TEXTE CITÉ ::
L’art contemporain vu par sept artistes issus des Premières Nations

« On ne veut pas être dérangés. On ne veut pas déranger, mais en même temps on veut. On sent qu’on dérange, qu’on dérange les Blancs, les Blancs nous dérangent », relate Michèle Bélanger, directrice générale de la programmation et production du Programme français à l’Office National du film (ONF).

C’est de cette réflexion faite par sept jeunes artistes établis, multidisciplinaires et francophones, issus de la communauté inuite et des Premières Nations, qu’est né Déranger, un laboratoire de création intensif chapeauté par l’ONF. Ces artistes d’origine autochtone, qui ne se connaissaient pas auparavant, ont planché pendant cinq jours sur des prototypes d’œuvres d’art médiatique qu’ils ont finalement dévoilés le 10 novembre en soirée.

Pour Caroline Monnet, artiste multidisciplinaire algonquine, commissaire et porte-parole du laboratoire Déranger, le but de l’exposition est « de briser des boîtes dans lesquelles on met trop souvent [les autochtones] pour aller au-delà des perceptions et d’offrir des œuvres qui permettent à tous de s’identifier et ce, peu importe son origine. »

Le prototype conjoint des Attikameks Eruoma Awawish, Meky Ottawa et de l’artiste innue Jani Bellefleur-Kaltush, par exemple, remplit avec succès cette mission. Les trois femmes cherchent à faire vivre aux spectateurs l’expérience de la tente tremblante, une cérémonie autochtone puissante qui permet de communiquer avec le monde spirituel.

Le prototype ressemble, pour l’instant, à un espace parfaitement circulaire avec une seule entrée, au milieu duquel il y a un autre espace rond, juste assez grand pour accueillir deux personnes. Cet espace fera office de tente dans laquelle une trame sonore imitera l’ambiance de la cérémonie originale. « Cette cérémonie est encore très secrète dans nos communautés, explique Eruoma Awawish. Notre prototype ne révèle donc pas tout de cette expérience. » Elle précise que les autochtones feront automatiquement le lien avec la cérémonie, mais que les autres vivront quand même une expérience qui se rapprochera de la réalité.

DONNÉES FOURNIES ::
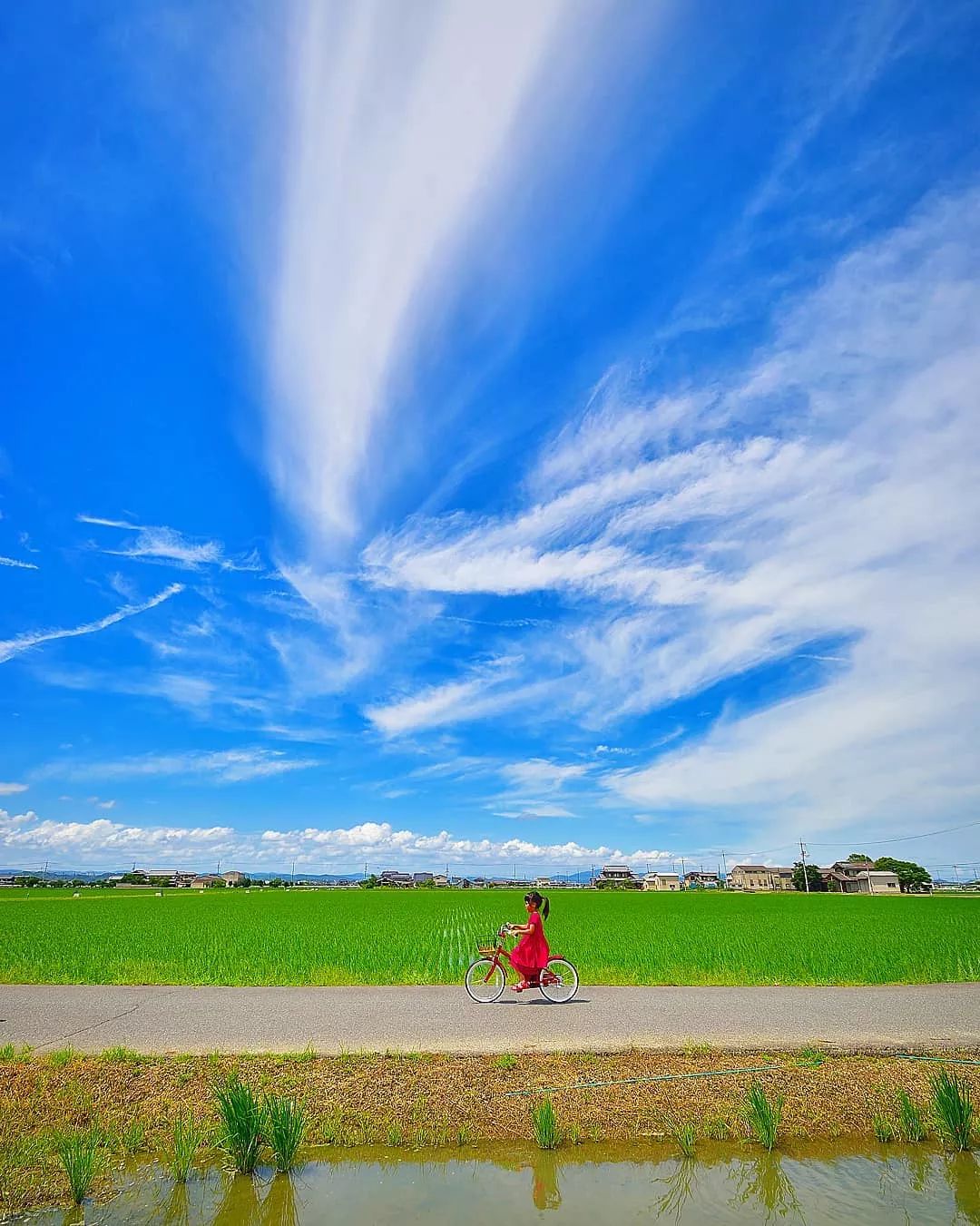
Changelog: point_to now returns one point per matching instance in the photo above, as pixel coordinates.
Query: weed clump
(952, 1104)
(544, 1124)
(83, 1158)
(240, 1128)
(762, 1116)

* * *

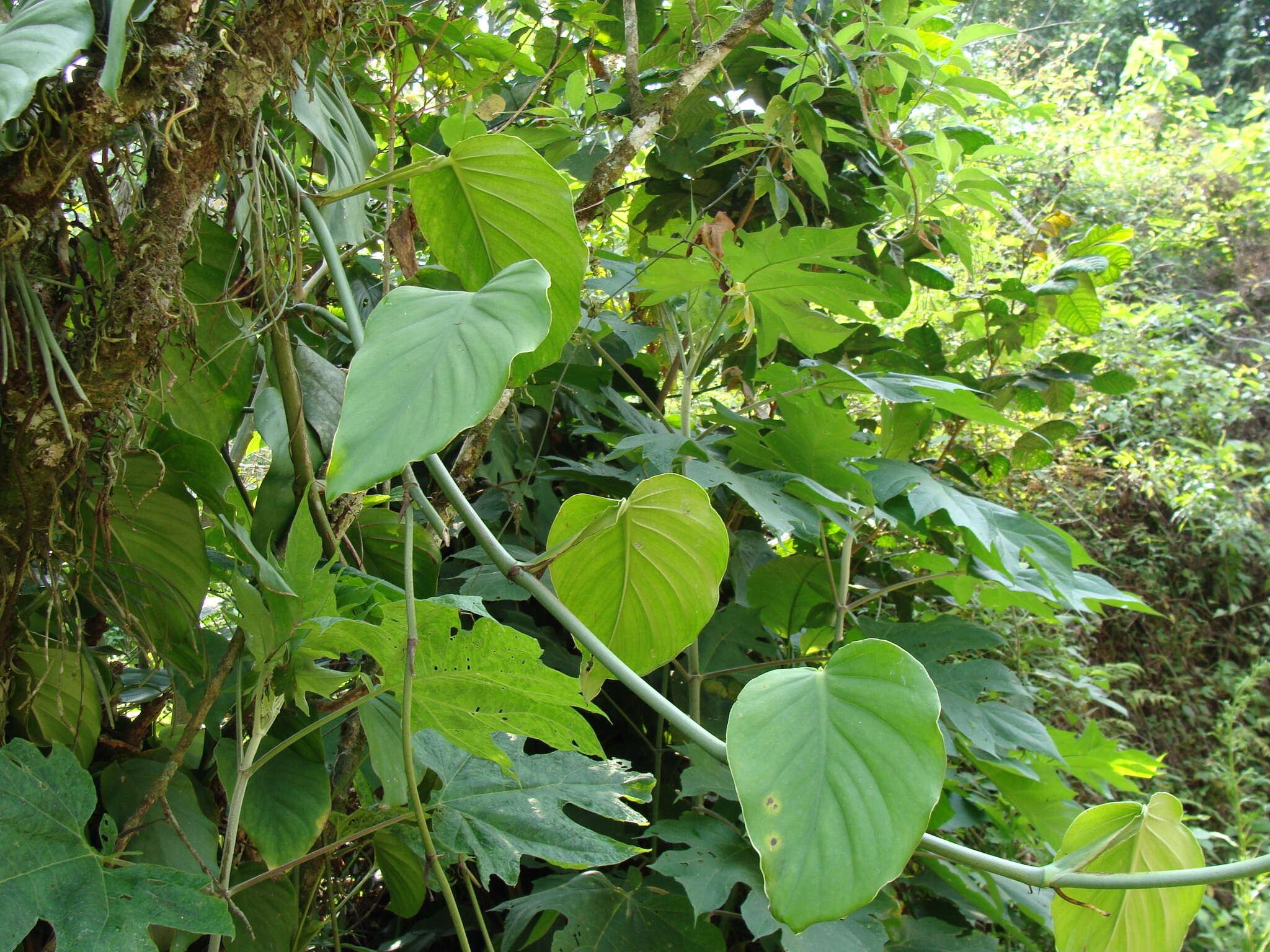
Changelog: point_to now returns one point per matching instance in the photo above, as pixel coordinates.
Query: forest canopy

...

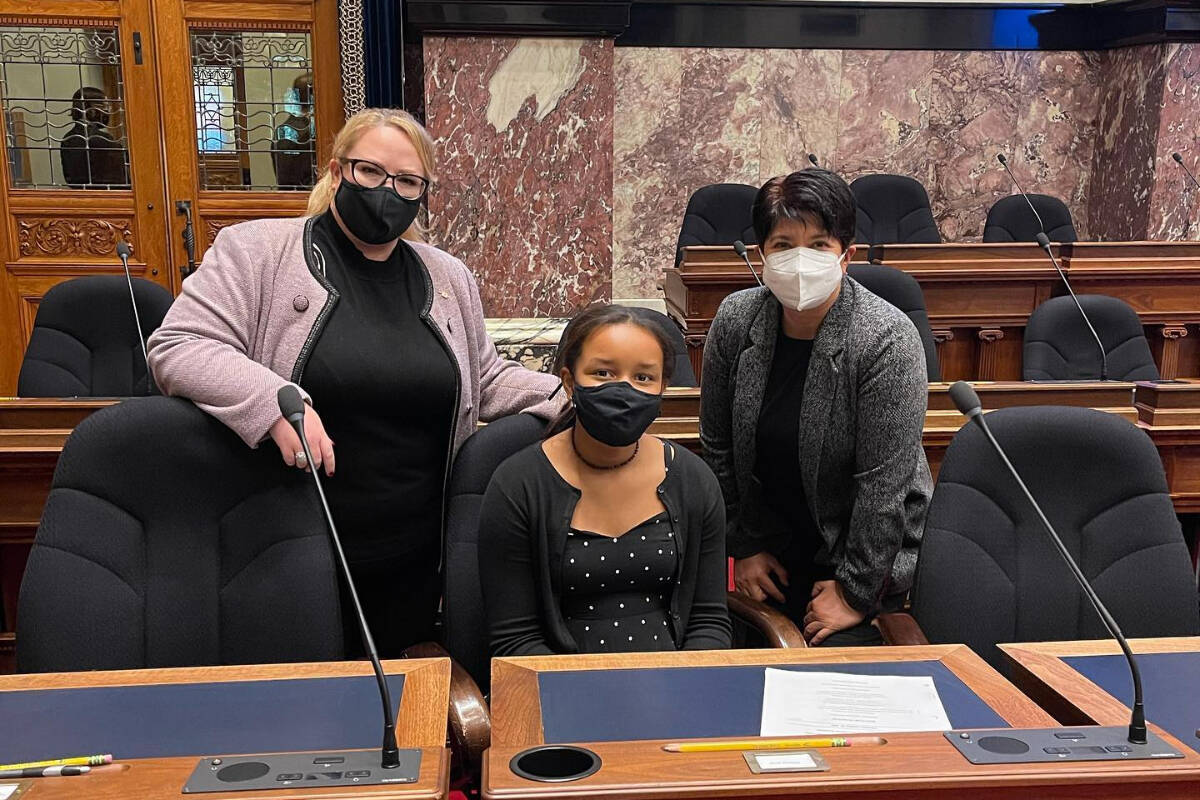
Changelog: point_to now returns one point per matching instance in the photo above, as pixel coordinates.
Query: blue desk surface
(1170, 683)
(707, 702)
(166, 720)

CONSIGNES GÉNÉRALES ::
a) D'après le texte sur le laboratoire Déranger, pendant combien de jours les artistes ont-ils travaillé sur leurs prototypes ?
b) Rédigez la suite du texte sur le laboratoire Déranger, en reprenant après sa dernière phrase.

RÉPONSES SUCCESSIVES ::
a) Pendant cinq jours.

b)
Plus grande visibilité

Des initiatives comme celle-là offrent une plus grande vitrine au travail de ces artistes, selon Meky Ottawa. « L’implication de l’ONF a fait en sorte que des conservateurs de musée sont venus cet après-midi pour voir nos maquettes », précise-t-elle. Michèle Bélanger avait convié le Musée d’art contemporain, le Musée des beaux-arts de Montréal, le Jardin botanique, le Quartier des spectacles, le Musée McCord et l’Arsenal, entre autres, à venir voir les prototypes. Tous les conservateurs sont venus. « Il y a donc un intérêt » clame-t-elle. Selon la directrice, ils ont été surpris, car « ils s’attendaient à des germes d’intentions et ont été plutôt confrontés à des prototypes d’œuvre dont les discours ont une grande portée ».

Même si l’ONF offre une certaine visibilité à ces artistes, ceux-ci n’en dépendent pas pour faire valoir leur art, car « individuellement, ils sont tous établis », explique Michèle Bélanger.

La visibilité engendrée par l’agence culturelle canadienne peut contribuer à sensibiliser le public québécois d’après Caroline Monnet. Les prototypes élaborés par elle et ses pairs s’inscrivent dans l’art contemporain, ils ne « romantisent pas l’art autochtone ». L’artiste insiste d’ailleurs sur le fait qu’il y avait une volonté d’amener une « normalité » dans ce laboratoire. « La première chose que l’on dit en arrivant dans une salle ce n’est pas : “Allô, moi je viens d’une Première Nation” », plaisante-t-elle.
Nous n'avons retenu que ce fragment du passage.